— begin Material provided —

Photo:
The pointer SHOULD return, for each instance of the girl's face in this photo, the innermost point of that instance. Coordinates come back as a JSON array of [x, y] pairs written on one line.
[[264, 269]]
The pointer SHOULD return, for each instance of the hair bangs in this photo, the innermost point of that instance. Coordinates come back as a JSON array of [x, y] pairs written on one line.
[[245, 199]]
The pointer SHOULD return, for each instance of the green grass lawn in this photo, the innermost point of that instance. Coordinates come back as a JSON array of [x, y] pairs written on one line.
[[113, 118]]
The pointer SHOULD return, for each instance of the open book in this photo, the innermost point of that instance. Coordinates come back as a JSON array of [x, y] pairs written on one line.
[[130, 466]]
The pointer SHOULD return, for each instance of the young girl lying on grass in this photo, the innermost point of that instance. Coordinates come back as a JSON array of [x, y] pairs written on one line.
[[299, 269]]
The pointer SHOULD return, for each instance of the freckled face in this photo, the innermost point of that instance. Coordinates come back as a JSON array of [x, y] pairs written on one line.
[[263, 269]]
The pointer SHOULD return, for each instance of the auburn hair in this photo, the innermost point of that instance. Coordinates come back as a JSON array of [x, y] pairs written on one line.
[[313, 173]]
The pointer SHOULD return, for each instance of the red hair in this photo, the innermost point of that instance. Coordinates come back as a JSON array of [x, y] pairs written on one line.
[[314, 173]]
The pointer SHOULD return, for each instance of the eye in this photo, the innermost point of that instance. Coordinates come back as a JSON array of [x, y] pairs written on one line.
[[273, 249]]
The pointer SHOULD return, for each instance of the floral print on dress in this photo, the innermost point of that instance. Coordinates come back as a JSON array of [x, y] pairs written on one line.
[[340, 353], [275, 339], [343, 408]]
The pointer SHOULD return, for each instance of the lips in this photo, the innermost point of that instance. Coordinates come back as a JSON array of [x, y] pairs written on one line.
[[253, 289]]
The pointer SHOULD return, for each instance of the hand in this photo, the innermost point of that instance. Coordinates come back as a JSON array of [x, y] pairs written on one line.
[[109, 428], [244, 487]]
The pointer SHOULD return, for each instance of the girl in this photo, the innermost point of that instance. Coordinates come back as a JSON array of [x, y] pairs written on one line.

— end Material provided —

#### The task
Copy all of the lines above exactly as they appear, without changing any of them.

#### Output for this exercise
Photo:
The pointer SHOULD return, for each instance of the girl's face in this photo, the innermost point of that instance. Coordinates come back as a JSON array of [x, y] pairs written on one line.
[[264, 269]]
The pointer SHOULD return, for each instance of the hair bangs in this photo, the innermost point of that instance. Coordinates come back as a JSON array of [x, y] pairs written on one line.
[[245, 199]]
The pointer SHOULD return, for each instance of the green grass lawn in this photo, the innermost point of that instance. Coordinates come back as a JSON array of [x, y] pairs written on one line.
[[113, 118]]
The pointer SHOULD return, for each instance of the open book in this photo, the innermost point of that instance. Coordinates come back as a JSON array of [x, y] pairs written on one line.
[[130, 466]]
The pointer SHOULD return, for each instance of the young girl lying on grass in this photo, the innermost point of that instance. Coordinates come back as a JSON array of [x, y] pairs written on one line.
[[299, 269]]
The pointer SHOULD return, for each instance of the freckled face in this photo, the innermost point of that instance. Coordinates come back as a JSON array of [x, y] pairs written on one line.
[[263, 269]]
The pointer SHOULD return, for each instance of the auburn hair in this photo, the innermost point of that instance. Coordinates come back as a JSON array of [x, y] pairs written on one line.
[[313, 173]]
The pointer SHOULD return, for each instance of the red hair in this photo, the innermost point of that instance. Coordinates come back as a JSON array of [x, y] pairs written on one line.
[[314, 173]]
The pointer SHOULD return, for each instance of the eye in this photo, the innermost point of that instance. Coordinates come back as a JSON array of [x, y] pairs written on one line.
[[273, 249]]
The pointer SHOULD return, for each instance of the floral print on dress in this photo, the innermost point of that instance. Coordinates come back as a JSON array of [x, y] pairs written on one line.
[[340, 353], [275, 339], [343, 408]]
The pointer SHOULD return, for each instance of the lips in this photo, the innermost point of that instance. Coordinates come back as a JSON array of [x, y] pairs written on one line.
[[253, 289]]
The pointer SHOULD return, for each instance of the hand in this photo, the innermost point of that instance. Coordinates come back as a JSON array of [x, y] pairs written on one line.
[[109, 428], [244, 487]]
The pointer SHOULD return, for each instance of the girl in this photo, the innermost point of that instance. Coordinates come back as a JSON array of [x, y] pairs written on one line.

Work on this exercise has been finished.